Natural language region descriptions
★ ★ ★ ★ ★ ★ ★

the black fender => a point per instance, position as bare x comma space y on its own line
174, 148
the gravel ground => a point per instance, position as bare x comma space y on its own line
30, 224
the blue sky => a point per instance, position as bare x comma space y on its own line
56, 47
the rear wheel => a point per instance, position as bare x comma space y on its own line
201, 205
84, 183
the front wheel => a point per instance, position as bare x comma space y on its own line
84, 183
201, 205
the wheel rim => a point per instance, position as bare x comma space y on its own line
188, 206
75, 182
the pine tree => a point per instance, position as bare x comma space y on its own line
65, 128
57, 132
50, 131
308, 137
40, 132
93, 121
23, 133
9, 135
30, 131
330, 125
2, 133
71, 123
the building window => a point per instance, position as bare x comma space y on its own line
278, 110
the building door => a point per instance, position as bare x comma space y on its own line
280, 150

★ ★ ★ ★ ★ ★ ★

WHAT YOU NEED TO DO: The answer is the line with "the building window" plus every line after it, printed exactly as they appear above.

OUTPUT OF THE EXERCISE:
the building window => a point per instance, position as bare x comma space y on its own line
278, 110
the building door => a point per instance, position as bare x comma space y on its own line
280, 150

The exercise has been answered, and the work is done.